[Requests]
(1) In the land mines article summary, which journal published Price's article?
(2) Translate this sentence from the land mines article summary into Spanish: "He seeks to investigate the processes by which members of a transnational civil society seek to change the security policies of states by generating international norms that shape and redefine state interests."
(3) Please extend the land mines article summary past its final definition.

[Reading text]
● ● ● ● ●

Sunday, April 17, 2011

Richard Price. 1998. Reversing the Gun Sights: Transnational Civil Society Targets Land Mines

Richard Price. 1998. "Reversing the Gun Sights: Transnational Civil Society Targets Land Mines." International Organization 52(3): 613-44. 

Price examines the hard case of the role of transnational nonstate actors working through issue networks to affect how states prepare for and wage war in order to demonstrate the influence of international politics on state practices of weapons procurement and military doctrine. He seeks to investigate the processes by which members of a transnational civil society seek to change the security policies of states by generating international norms that shape and redefine state interests. 
  • Terms:
    1. Civil society - the locale self-consciously identified by both the NGO (nongovernmental organization) community and by governments.
    2. Transnational - interactions across national boundaries where at least one actor is a nonstate agent.

● ● ● ● ●

[Provided records]

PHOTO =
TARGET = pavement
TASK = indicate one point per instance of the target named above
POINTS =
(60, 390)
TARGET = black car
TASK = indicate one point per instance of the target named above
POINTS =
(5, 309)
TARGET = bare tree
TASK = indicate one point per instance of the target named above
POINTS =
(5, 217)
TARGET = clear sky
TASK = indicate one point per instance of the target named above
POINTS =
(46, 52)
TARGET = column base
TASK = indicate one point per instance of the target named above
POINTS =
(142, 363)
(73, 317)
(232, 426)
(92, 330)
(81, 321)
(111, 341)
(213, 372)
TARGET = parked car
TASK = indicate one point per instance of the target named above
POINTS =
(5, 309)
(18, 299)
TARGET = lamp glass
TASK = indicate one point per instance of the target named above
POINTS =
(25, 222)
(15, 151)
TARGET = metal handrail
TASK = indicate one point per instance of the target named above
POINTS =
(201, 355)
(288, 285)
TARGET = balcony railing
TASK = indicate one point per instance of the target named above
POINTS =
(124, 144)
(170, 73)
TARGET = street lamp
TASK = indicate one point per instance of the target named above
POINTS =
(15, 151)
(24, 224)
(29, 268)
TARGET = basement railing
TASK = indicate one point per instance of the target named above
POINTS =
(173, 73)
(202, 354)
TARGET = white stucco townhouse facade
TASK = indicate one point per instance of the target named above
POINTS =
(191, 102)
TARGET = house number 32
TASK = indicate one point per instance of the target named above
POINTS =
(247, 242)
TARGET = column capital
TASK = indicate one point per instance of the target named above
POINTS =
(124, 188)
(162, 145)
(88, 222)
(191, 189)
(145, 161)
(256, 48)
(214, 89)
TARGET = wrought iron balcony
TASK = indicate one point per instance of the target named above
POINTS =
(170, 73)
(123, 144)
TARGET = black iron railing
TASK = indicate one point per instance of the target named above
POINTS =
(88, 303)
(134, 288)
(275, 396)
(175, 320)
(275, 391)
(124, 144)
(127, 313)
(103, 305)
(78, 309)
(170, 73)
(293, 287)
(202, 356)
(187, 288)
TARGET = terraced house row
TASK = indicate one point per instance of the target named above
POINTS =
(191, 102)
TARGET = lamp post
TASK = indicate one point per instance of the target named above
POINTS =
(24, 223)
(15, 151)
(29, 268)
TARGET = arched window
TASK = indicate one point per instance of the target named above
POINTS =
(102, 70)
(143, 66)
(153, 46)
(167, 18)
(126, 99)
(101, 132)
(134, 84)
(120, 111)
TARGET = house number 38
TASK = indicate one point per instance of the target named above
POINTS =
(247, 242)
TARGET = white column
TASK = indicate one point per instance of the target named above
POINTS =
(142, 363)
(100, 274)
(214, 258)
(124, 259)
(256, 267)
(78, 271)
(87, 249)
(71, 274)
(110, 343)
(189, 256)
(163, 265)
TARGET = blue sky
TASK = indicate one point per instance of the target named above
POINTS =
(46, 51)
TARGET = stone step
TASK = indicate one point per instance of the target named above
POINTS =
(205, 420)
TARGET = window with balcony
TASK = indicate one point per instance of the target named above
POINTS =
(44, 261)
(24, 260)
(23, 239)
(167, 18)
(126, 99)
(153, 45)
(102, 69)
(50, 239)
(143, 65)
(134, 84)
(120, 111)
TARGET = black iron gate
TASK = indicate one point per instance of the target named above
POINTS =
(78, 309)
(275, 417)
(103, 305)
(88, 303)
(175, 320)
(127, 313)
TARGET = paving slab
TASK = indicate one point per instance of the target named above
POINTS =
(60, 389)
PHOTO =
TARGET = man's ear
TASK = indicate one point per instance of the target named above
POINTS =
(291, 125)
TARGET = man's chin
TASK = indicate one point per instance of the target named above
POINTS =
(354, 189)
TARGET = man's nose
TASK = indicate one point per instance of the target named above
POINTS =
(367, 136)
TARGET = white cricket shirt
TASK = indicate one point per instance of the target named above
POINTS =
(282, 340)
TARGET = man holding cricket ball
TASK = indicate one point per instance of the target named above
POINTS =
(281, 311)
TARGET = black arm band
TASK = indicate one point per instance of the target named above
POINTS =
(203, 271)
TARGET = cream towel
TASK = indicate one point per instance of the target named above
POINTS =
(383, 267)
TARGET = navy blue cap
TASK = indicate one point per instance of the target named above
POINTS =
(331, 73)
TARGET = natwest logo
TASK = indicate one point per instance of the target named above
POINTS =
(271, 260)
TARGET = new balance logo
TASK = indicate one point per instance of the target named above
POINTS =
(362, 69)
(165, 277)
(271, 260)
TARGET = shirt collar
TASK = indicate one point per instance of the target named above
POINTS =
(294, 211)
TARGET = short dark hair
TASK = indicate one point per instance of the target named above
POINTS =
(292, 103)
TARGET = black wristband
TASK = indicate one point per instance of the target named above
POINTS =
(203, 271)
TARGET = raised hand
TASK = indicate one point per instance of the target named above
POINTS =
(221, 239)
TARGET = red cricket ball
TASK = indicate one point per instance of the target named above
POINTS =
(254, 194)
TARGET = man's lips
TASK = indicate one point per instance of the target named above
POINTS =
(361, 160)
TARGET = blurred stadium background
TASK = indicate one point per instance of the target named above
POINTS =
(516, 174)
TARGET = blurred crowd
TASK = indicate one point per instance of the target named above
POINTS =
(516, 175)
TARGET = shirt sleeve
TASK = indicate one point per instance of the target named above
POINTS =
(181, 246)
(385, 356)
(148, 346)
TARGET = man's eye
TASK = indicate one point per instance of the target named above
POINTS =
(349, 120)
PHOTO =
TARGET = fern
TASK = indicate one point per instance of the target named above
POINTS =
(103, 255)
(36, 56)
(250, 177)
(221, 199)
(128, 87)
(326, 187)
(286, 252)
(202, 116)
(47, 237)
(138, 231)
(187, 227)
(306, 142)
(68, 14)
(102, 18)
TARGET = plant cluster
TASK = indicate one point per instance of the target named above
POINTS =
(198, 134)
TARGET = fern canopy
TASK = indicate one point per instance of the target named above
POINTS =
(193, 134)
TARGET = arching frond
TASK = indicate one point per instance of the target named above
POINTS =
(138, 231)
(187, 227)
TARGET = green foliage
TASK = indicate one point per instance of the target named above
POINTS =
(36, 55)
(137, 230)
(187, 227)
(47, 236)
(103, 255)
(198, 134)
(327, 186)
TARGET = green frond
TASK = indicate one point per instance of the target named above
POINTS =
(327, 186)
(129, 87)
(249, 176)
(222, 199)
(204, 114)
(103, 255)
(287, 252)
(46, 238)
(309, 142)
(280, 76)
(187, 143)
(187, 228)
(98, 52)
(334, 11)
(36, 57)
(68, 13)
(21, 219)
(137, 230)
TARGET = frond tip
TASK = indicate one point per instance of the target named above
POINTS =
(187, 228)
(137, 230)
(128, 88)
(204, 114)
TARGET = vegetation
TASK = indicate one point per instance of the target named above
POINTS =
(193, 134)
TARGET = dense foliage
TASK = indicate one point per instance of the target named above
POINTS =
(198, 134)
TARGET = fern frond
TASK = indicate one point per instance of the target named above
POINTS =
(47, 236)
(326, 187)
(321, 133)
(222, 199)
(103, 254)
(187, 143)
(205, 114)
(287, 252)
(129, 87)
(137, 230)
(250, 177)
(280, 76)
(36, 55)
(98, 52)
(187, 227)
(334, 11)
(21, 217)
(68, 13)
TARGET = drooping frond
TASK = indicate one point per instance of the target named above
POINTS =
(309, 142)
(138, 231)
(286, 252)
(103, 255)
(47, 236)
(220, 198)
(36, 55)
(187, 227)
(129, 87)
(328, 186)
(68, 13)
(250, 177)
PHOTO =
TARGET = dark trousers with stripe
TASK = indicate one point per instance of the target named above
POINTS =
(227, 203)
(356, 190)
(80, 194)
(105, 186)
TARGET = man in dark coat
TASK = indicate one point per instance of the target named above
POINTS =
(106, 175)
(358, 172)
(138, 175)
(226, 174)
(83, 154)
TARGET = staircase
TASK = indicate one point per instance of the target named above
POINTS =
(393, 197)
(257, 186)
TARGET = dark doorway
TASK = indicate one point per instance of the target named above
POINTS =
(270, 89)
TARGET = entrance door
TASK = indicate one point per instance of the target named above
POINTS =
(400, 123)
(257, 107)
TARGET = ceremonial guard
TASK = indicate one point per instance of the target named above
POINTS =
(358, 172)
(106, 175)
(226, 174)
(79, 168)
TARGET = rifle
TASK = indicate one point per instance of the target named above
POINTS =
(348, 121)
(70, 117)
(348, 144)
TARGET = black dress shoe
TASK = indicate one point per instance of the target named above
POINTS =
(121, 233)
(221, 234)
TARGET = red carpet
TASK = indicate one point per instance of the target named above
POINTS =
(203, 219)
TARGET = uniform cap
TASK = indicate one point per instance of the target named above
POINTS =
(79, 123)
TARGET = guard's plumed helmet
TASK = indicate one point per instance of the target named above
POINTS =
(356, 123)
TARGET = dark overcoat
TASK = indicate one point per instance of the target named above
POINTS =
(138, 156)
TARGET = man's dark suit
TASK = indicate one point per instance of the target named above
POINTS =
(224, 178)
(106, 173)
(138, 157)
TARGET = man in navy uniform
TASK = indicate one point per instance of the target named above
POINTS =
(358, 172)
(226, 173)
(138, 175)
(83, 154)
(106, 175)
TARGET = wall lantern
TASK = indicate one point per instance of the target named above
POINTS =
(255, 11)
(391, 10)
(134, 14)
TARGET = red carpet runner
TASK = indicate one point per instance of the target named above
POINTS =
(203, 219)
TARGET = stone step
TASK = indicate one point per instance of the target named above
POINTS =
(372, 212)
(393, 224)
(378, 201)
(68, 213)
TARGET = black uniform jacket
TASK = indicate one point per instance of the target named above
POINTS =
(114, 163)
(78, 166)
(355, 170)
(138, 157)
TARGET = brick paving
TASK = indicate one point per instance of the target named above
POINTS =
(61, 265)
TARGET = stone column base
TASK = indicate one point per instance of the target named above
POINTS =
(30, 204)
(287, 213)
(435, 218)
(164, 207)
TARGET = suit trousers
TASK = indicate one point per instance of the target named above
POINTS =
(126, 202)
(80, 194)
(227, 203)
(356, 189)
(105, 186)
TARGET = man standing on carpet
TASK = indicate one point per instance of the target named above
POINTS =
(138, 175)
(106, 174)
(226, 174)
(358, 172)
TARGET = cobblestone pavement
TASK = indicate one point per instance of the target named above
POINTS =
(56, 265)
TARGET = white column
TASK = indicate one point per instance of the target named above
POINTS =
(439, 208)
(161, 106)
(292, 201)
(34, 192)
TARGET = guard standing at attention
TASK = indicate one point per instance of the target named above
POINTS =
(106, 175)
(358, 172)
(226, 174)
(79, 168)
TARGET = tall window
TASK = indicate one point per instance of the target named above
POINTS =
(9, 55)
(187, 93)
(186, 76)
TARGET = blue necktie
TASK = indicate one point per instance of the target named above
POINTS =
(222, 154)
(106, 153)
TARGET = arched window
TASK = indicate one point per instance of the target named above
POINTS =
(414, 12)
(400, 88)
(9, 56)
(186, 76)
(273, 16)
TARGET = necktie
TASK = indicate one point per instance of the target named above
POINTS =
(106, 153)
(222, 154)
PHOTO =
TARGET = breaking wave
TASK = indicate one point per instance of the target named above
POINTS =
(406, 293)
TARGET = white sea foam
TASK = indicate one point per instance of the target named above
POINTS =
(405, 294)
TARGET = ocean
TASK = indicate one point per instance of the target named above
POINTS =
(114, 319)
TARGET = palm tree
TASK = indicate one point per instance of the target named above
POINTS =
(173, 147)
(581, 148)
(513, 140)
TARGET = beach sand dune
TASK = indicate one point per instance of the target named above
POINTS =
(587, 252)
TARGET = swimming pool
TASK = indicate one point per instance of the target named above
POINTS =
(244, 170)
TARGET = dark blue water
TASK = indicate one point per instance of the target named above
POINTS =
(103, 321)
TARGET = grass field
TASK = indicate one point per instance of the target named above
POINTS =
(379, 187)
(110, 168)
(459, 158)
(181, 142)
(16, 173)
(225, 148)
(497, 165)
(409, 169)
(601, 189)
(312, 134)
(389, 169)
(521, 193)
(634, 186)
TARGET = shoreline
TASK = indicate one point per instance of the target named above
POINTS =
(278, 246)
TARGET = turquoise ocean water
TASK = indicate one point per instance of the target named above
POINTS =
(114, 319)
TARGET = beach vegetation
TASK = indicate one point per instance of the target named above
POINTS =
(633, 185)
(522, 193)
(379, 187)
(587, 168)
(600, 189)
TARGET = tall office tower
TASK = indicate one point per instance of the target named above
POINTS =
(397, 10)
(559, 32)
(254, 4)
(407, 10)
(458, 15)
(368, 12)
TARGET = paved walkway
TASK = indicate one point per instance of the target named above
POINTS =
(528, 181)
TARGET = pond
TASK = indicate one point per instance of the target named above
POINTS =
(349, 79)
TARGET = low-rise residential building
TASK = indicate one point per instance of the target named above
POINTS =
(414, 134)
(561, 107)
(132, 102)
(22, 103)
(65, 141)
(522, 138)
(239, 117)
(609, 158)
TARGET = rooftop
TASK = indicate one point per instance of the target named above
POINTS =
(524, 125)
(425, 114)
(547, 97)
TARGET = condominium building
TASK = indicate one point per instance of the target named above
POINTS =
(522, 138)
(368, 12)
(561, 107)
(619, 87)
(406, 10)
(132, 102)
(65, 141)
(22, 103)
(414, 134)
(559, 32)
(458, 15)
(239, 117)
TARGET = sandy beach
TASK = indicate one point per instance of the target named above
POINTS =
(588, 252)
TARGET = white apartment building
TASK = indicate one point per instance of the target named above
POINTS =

● ● ● ● ●

[Expected results]
(1) International Organization

(2) Busca investigar los procesos mediante los cuales los miembros de una sociedad civil transnacional intentan cambiar las políticas de seguridad de los Estados generando normas internacionales que moldean y redefinen los intereses estatales.

(3)
    3. Transnational civil society - a set of interaction among an imagined community to shape collective life that are not confined to the territorial and institutional spaces of states. 
I. Introduction
  • In the 1990s, AP land mines became the object of a transnational campaign because they:
    1. hurt primarily populations without adequate emergency care
    2. rendered large tracts of land useless
    3. burdened economies with disabled survivors
  • The effort culminated in the signing of a comprehensive ban treaty by 122 states in December 1997.
II. Issue Generation and Moral Persuasion
  • Members of civil society were the primary movers in generating world wide concern about AP land mines when no international legal institutions existed to deal with the issue.
  • Civil society's most basic effect was the transnational dissemination of information about the scope of land mine use and its affects to transnational actors.
  • Transnational actors then politicized the issue and taught states that land mines were a problem by focusing on the victims and generating and publicly disseminating information to governments and wider society alike; the impetus for action came from outside the state.
  • Early steps such as a U.S. export moratorium on AP land mines were used by members of the campaign to challenge others to take leadership measures.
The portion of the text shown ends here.